PROBLEM TO WORK ON - The answer must restate every record word for word.

[[ SUPPLIED INFORMATION open ]]

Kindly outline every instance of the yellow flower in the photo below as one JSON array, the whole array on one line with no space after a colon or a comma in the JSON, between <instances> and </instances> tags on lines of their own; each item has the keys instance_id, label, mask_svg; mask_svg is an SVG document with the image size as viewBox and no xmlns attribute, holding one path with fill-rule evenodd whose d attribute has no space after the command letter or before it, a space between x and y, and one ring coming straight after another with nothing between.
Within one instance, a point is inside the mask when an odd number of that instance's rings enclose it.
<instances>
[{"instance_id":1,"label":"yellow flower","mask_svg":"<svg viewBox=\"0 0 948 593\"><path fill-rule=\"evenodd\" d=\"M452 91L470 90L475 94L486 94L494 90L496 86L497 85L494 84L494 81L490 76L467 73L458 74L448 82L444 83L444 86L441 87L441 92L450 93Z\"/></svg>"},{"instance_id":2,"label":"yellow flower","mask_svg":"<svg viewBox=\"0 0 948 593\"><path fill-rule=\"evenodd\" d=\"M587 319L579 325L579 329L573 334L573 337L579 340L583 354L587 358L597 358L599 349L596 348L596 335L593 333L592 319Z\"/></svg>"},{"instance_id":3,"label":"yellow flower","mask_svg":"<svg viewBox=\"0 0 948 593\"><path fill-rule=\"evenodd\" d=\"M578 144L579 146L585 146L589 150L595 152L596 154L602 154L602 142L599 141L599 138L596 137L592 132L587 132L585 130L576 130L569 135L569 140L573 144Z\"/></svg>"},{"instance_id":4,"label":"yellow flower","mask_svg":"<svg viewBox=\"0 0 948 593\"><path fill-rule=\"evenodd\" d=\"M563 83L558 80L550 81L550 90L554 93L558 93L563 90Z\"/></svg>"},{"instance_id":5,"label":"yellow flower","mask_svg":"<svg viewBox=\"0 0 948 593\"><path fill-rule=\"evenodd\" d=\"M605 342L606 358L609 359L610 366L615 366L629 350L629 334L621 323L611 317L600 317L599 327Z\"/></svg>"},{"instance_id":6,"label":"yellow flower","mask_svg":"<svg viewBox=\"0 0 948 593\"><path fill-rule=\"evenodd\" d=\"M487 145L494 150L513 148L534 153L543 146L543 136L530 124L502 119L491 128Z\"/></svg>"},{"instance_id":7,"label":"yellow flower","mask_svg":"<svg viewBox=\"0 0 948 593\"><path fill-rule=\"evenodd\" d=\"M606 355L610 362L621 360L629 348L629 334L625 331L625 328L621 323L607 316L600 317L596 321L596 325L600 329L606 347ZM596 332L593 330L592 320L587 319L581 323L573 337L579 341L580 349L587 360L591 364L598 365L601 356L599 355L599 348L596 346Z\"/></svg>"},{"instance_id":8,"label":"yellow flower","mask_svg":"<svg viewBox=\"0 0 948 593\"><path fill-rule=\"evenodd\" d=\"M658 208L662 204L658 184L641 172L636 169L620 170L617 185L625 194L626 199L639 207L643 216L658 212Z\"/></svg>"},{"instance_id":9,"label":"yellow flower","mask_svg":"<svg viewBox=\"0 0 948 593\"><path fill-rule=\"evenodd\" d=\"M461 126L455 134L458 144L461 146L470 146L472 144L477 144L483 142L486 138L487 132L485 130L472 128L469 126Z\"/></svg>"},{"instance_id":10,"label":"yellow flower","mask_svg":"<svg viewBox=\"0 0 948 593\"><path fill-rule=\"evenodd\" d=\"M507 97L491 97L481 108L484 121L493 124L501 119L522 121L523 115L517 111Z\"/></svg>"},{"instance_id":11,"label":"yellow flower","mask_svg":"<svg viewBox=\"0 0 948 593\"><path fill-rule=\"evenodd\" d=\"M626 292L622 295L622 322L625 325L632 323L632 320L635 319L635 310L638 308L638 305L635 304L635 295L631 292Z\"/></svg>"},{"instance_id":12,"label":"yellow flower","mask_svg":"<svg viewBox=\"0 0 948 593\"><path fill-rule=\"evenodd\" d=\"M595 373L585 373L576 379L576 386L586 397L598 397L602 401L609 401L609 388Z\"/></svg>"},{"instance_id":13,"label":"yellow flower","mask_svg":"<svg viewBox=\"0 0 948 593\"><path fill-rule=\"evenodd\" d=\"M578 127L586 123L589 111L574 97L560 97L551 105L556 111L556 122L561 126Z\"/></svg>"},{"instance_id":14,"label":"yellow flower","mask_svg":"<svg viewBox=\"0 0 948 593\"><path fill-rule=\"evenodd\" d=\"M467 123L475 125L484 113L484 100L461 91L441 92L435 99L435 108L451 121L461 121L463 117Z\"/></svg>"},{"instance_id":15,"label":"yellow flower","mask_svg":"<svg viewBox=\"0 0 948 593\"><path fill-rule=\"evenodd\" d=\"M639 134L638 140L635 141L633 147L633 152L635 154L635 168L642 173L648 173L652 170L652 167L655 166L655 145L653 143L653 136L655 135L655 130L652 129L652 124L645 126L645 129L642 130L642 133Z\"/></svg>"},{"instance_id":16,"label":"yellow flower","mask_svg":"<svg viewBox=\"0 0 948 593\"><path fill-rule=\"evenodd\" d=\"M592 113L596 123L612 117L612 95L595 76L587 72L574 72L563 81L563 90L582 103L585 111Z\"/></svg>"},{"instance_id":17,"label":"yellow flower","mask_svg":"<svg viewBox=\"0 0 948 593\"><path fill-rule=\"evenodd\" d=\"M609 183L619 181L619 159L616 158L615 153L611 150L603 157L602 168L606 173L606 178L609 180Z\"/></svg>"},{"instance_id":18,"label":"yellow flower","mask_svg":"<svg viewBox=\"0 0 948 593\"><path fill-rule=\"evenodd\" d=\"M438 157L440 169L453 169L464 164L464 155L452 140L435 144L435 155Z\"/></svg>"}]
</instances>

[[ SUPPLIED INFORMATION closed ]]

RESPONSE TO THE EXERCISE -
Kindly outline every instance of the yellow flower in the photo below as one JSON array, the whole array on one line with no space after a colon or a comma in the JSON, between <instances> and </instances> tags on lines of their own; each item has the keys instance_id, label, mask_svg; mask_svg is an SVG document with the image size as viewBox and no xmlns attribute, holding one path with fill-rule evenodd whose d attribute has no space after the command letter or before it, a space between x and y, and one ring coming straight after another with nothing between.
Within one instance, a point is inside the mask when an odd number of that instance's rings enclose it.
<instances>
[{"instance_id":1,"label":"yellow flower","mask_svg":"<svg viewBox=\"0 0 948 593\"><path fill-rule=\"evenodd\" d=\"M452 91L470 90L475 94L486 94L494 90L496 86L497 85L494 84L494 81L490 76L467 73L458 74L448 82L444 83L444 86L441 87L441 92L450 93Z\"/></svg>"},{"instance_id":2,"label":"yellow flower","mask_svg":"<svg viewBox=\"0 0 948 593\"><path fill-rule=\"evenodd\" d=\"M587 319L579 325L579 329L573 334L573 337L579 340L583 354L587 358L597 358L599 349L596 348L596 335L593 333L592 319Z\"/></svg>"},{"instance_id":3,"label":"yellow flower","mask_svg":"<svg viewBox=\"0 0 948 593\"><path fill-rule=\"evenodd\" d=\"M578 144L579 146L585 146L589 150L595 152L596 154L602 154L602 142L599 141L599 138L596 137L592 132L587 132L585 130L576 130L569 135L569 140L573 144Z\"/></svg>"},{"instance_id":4,"label":"yellow flower","mask_svg":"<svg viewBox=\"0 0 948 593\"><path fill-rule=\"evenodd\" d=\"M563 83L558 80L550 81L550 90L554 93L558 93L563 90Z\"/></svg>"},{"instance_id":5,"label":"yellow flower","mask_svg":"<svg viewBox=\"0 0 948 593\"><path fill-rule=\"evenodd\" d=\"M605 342L606 358L609 359L610 366L615 366L629 350L629 334L621 323L611 317L600 317L599 327Z\"/></svg>"},{"instance_id":6,"label":"yellow flower","mask_svg":"<svg viewBox=\"0 0 948 593\"><path fill-rule=\"evenodd\" d=\"M487 145L494 150L513 148L534 153L543 146L543 136L530 124L502 119L491 128Z\"/></svg>"},{"instance_id":7,"label":"yellow flower","mask_svg":"<svg viewBox=\"0 0 948 593\"><path fill-rule=\"evenodd\" d=\"M606 355L610 362L621 360L629 348L629 334L625 331L625 328L621 323L607 316L600 317L596 321L596 325L600 329L606 347ZM596 332L593 330L592 320L587 319L581 323L573 337L579 341L580 349L587 360L591 364L598 365L601 356L599 355L599 348L596 346Z\"/></svg>"},{"instance_id":8,"label":"yellow flower","mask_svg":"<svg viewBox=\"0 0 948 593\"><path fill-rule=\"evenodd\" d=\"M658 208L662 204L658 184L641 172L636 169L620 170L617 185L625 194L626 199L639 207L643 216L658 212Z\"/></svg>"},{"instance_id":9,"label":"yellow flower","mask_svg":"<svg viewBox=\"0 0 948 593\"><path fill-rule=\"evenodd\" d=\"M461 126L455 134L458 144L461 146L470 146L472 144L477 144L483 142L486 138L487 132L485 130L472 128L469 126Z\"/></svg>"},{"instance_id":10,"label":"yellow flower","mask_svg":"<svg viewBox=\"0 0 948 593\"><path fill-rule=\"evenodd\" d=\"M507 97L491 97L481 108L484 121L493 124L501 119L522 121L523 115L517 111Z\"/></svg>"},{"instance_id":11,"label":"yellow flower","mask_svg":"<svg viewBox=\"0 0 948 593\"><path fill-rule=\"evenodd\" d=\"M626 292L622 295L622 322L625 325L632 323L632 320L635 319L635 310L638 308L638 305L635 304L635 295L631 292Z\"/></svg>"},{"instance_id":12,"label":"yellow flower","mask_svg":"<svg viewBox=\"0 0 948 593\"><path fill-rule=\"evenodd\" d=\"M595 373L585 373L576 379L576 386L586 397L598 397L602 401L609 401L609 388Z\"/></svg>"},{"instance_id":13,"label":"yellow flower","mask_svg":"<svg viewBox=\"0 0 948 593\"><path fill-rule=\"evenodd\" d=\"M578 127L586 123L589 111L574 97L560 97L551 105L556 111L556 122L561 126Z\"/></svg>"},{"instance_id":14,"label":"yellow flower","mask_svg":"<svg viewBox=\"0 0 948 593\"><path fill-rule=\"evenodd\" d=\"M467 123L475 125L484 113L484 100L461 91L441 92L435 99L435 108L451 121L461 121L463 117Z\"/></svg>"},{"instance_id":15,"label":"yellow flower","mask_svg":"<svg viewBox=\"0 0 948 593\"><path fill-rule=\"evenodd\" d=\"M639 134L638 140L635 141L633 147L633 152L635 154L635 168L642 173L648 173L652 170L652 167L655 166L655 145L653 143L653 136L655 135L655 130L652 129L652 124L645 126L645 129L642 130L642 133Z\"/></svg>"},{"instance_id":16,"label":"yellow flower","mask_svg":"<svg viewBox=\"0 0 948 593\"><path fill-rule=\"evenodd\" d=\"M592 113L596 123L612 117L612 95L595 76L587 72L574 72L563 81L563 90L582 103L585 111Z\"/></svg>"},{"instance_id":17,"label":"yellow flower","mask_svg":"<svg viewBox=\"0 0 948 593\"><path fill-rule=\"evenodd\" d=\"M609 183L619 181L619 159L616 158L615 153L611 150L603 157L602 168L606 173L606 178L609 180Z\"/></svg>"},{"instance_id":18,"label":"yellow flower","mask_svg":"<svg viewBox=\"0 0 948 593\"><path fill-rule=\"evenodd\" d=\"M438 157L440 169L453 169L464 164L464 155L452 140L435 144L435 155Z\"/></svg>"}]
</instances>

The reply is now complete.